Short problem:
Repeat every record exactly, but keep images out of the copy.

··· Given information

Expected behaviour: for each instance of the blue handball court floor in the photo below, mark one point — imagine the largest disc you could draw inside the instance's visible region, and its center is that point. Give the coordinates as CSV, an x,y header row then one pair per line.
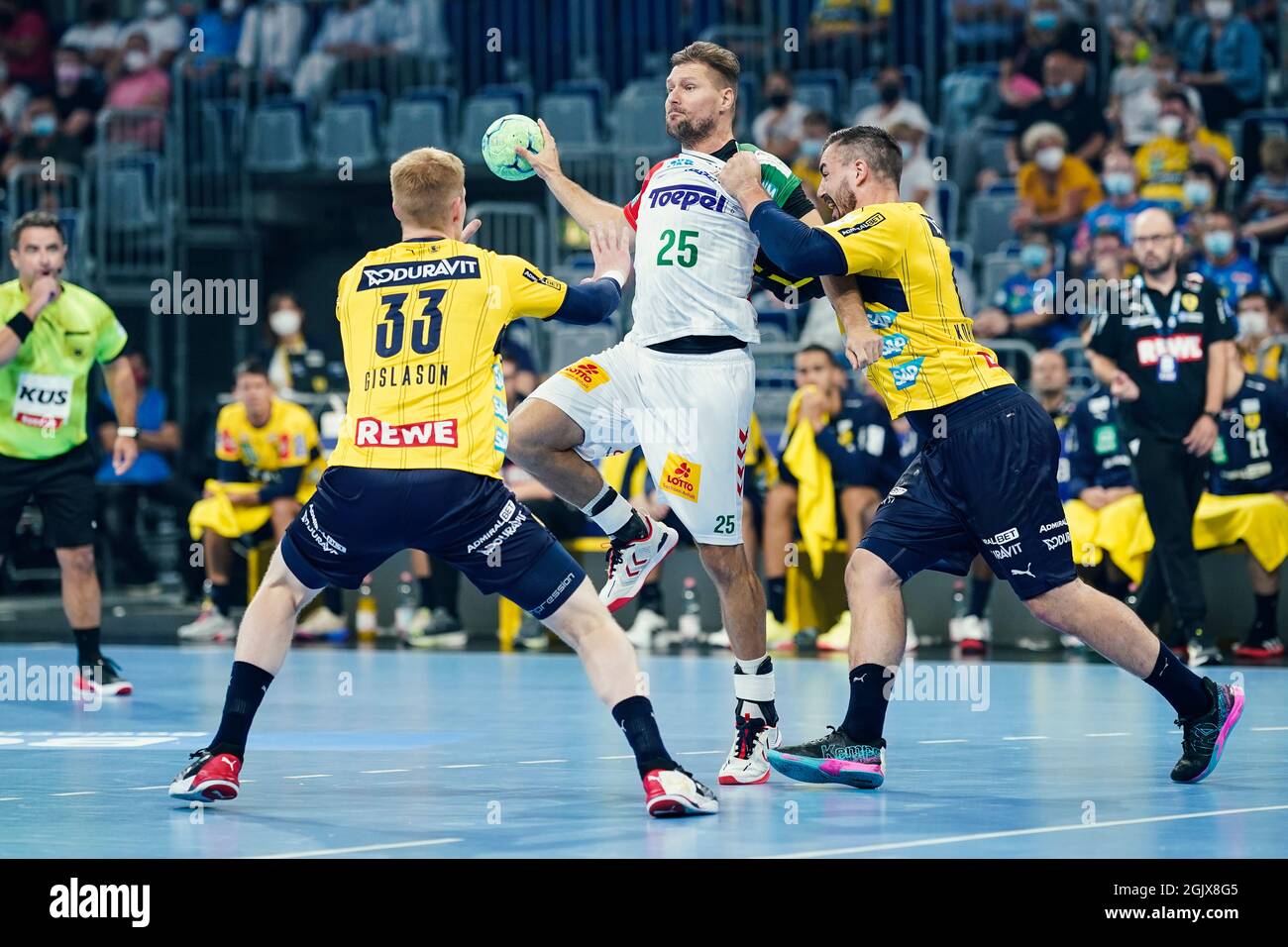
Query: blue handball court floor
x,y
406,754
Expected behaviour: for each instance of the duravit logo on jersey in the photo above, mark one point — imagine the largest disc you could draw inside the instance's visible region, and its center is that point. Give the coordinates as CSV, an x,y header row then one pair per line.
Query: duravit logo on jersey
x,y
893,344
684,196
907,373
421,270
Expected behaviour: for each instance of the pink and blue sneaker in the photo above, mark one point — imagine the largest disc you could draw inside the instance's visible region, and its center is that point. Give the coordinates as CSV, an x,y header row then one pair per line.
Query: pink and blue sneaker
x,y
833,758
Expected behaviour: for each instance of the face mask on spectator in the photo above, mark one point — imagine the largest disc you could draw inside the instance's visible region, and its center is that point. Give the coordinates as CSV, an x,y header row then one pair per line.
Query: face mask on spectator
x,y
1050,158
137,60
1219,243
1033,256
1171,125
284,322
1119,183
1198,193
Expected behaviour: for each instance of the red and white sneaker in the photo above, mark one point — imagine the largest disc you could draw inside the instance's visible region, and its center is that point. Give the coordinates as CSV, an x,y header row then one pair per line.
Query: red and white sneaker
x,y
630,566
210,777
103,678
673,792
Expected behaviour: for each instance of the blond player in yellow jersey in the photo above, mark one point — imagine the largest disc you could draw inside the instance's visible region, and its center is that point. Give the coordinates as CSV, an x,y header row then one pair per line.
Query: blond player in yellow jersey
x,y
984,480
417,467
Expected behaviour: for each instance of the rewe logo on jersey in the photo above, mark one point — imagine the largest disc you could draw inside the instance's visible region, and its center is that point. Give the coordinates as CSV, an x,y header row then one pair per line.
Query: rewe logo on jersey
x,y
372,432
1183,348
588,373
416,272
682,476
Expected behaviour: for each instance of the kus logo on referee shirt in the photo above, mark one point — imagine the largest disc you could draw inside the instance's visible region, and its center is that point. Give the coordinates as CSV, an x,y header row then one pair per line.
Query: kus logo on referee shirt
x,y
372,432
682,476
419,270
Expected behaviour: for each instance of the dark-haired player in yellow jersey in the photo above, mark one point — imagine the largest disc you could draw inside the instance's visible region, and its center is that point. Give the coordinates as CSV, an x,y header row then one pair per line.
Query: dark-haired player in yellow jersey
x,y
417,467
986,478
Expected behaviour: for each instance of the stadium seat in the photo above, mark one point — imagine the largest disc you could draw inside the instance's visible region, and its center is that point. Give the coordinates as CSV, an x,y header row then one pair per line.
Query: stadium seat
x,y
348,131
572,118
415,124
277,138
990,222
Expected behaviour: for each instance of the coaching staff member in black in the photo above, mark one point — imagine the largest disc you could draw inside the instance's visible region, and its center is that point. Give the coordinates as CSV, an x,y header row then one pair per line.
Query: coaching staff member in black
x,y
1164,356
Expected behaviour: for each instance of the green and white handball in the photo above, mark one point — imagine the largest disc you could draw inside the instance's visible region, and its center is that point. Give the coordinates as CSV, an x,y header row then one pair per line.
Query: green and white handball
x,y
502,137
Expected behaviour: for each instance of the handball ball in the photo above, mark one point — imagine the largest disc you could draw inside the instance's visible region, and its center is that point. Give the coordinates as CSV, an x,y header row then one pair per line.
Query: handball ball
x,y
500,141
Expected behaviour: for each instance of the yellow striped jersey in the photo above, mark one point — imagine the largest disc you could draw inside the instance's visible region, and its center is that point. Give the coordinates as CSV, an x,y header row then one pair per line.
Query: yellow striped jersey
x,y
420,322
928,355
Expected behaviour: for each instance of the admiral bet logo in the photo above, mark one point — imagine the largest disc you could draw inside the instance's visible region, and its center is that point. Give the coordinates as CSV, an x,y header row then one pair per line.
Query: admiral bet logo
x,y
682,476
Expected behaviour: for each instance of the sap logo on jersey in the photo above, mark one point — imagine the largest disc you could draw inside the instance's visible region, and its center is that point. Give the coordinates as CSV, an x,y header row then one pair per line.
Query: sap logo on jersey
x,y
682,476
588,373
428,270
372,432
1183,348
684,196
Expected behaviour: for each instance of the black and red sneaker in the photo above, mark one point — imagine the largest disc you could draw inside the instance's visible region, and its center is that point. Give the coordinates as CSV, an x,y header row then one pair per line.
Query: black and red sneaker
x,y
210,777
103,678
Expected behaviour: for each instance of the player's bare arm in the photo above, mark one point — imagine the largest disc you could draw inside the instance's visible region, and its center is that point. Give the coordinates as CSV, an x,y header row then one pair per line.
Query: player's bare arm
x,y
588,210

······

Reply:
Expected behaviour: for each instance of the blue handball court floor in the photo below, mark one point — imagine the largest disc you could draw inside the instance's visible region, and its center is that point. Give the coordinates as CSV, an x,y header row then one pair per line.
Query: blue handball court floor
x,y
406,754
Expected behaviour: for each instance of the duravit logo on jersey in the photo above, mark one point — imagine the largest disc you could draw inside the instance's visible region, and its center is that point. Give the coordinates as CSV, an x,y header row then one pair per line.
Query: duravit logo on jersey
x,y
893,344
684,196
907,373
421,270
Expected behaviour: for each instance of the pink and blue sneaker in the photo above, mark one point — imagine the largest disc you could draw inside the instance's visible region, and its center is that point. Give the coordinates as CSV, an x,y header row then one pair per line.
Query: pink and blue sneaker
x,y
833,758
Expected behaviour: for each instance of the face mask on spectator in the photo above, mark one point — imagine the largest disc you could draw inside the instance's visible region, and its center is that point. Give the coordinates as CSV, an x,y header row then one pair per line.
Query: face mask on spectator
x,y
1050,158
137,60
1219,243
1033,256
1171,125
284,322
1119,183
1198,193
Expected behaviour: for each instance of the red and white sneaker in the photo above, mark one point — imagine the largest disc you could draw inside the instance's visible region, and its center is that point. Give the coordinates as CSV, an x,y header row then one pair per line.
Query: red and white sneaker
x,y
630,566
210,777
103,678
673,792
Expected behaviour: for each instance of the blond player in yellow jersey in the photo above, mark one point — imagine the largest disc you could draw inside the instance's visible region, and its center is that point. Give the coordinates as CSV, an x,y header row then one pair per line.
Query: blond player in yellow jersey
x,y
984,480
417,467
Expected behaviour: for each instance of the rewe logo on jersey in the photo above, mark one point — imagine the largest disc you could draw inside the instance's visible region, and its center is that point. Give the coordinates as CSV, an x,y header row then one pair per line.
Query: rewe logo on jersey
x,y
372,432
1183,348
588,373
416,272
682,476
Expected behaviour: for each instance of the kus logo on referee shirt in the photo above, mark one point — imagine the largest disc you could draw inside the instance's visible region, and its center is that point. Give the coordinates as CSV, an x,y header row then one pair per line.
Query: kus logo on referee shirt
x,y
372,432
682,476
419,270
Expected behaviour: for each instance of the dark-haired player in yellow jersey in the photo above, mark one point — imagine the largest disc you could draw inside the instance's visible region, and its center is that point. Give the coordinates as CSV, an x,y header row then one pair per line.
Query: dark-haired player in yellow jersey
x,y
417,467
986,478
Expected behaviour: for each instance of the stadium seat in the photo above, mark one point — imagine the largest disc you could draw inside the instance's visible region, and its center is that point. Give the coordinates as CSV, an x,y header row then one pair per line.
Query: stadium seat
x,y
348,131
572,118
415,124
277,138
990,222
Expected behaviour: for each instance of the coaching staff member in black in the photo above, mark one point — imagine the largest disc you could draw inside the instance's visible region, and its center is that point. Give the coordinates as CSV, an x,y header row then one pair per line.
Query: coaching staff member in black
x,y
1164,356
Expected behaviour: for each instance of the green and white handball in the photo above, mark one point — imagine the largest disc you could draw inside the instance's visible region, and its center is that point. Give the coordinates as CSV, an x,y header row then one pair per line.
Query: green and white handball
x,y
502,137
Expected behaviour: for each instance of the handball ball in the photo above, mark one point — imagine the largest disc you could draw inside the instance's visible region, and its center is that point. Give the coordinates as CSV, an x,y header row then one pair per line.
Query: handball ball
x,y
500,141
Expected behaviour: for each instance of the yellow striped jersey in the photo above, mark one point — imagine the largest disc you could draw inside the instance's visible region, and its center is that point. Give the coordinates as CSV, an x,y header row then one pair per line.
Query: yellow striped jersey
x,y
420,322
928,355
Expected behaviour: for each instance of the admiral bet logo in the photo above, mark one point — imagine the largest disc you could draw inside the instance's visible region, and its center is that point. Give the coordinates as CSV, an x,y header row then one pair per line.
Query: admiral bet logo
x,y
682,476
Expected behaviour: for each instance of the sap logo on jersey in the photo above, mark one point — imagine the largest disc you could draw inside the instance's visible region, and its center is that point. Give the coordinates as CSV, an x,y header row then one pair per line.
Query: sap logo on jersey
x,y
682,476
588,373
428,270
372,432
1183,348
684,196
Expected behaviour: for each instance of the black and red sneaker in the photo above, mark one point — imagine the largest disc you could draw inside the instance's visible region, and its center is that point. Give the coordinates as CSV, an x,y header row then one pair per line.
Query: black and red sneaker
x,y
210,777
103,678
Expected behaviour: for each instance of the player's bare arm in the photo above, mark one point — imagine the largest disc you could draw inside the instance's visible region, and its center is that point. Give the coordinates as CSV, an x,y header row then one pair per line.
Query: player's bare arm
x,y
588,210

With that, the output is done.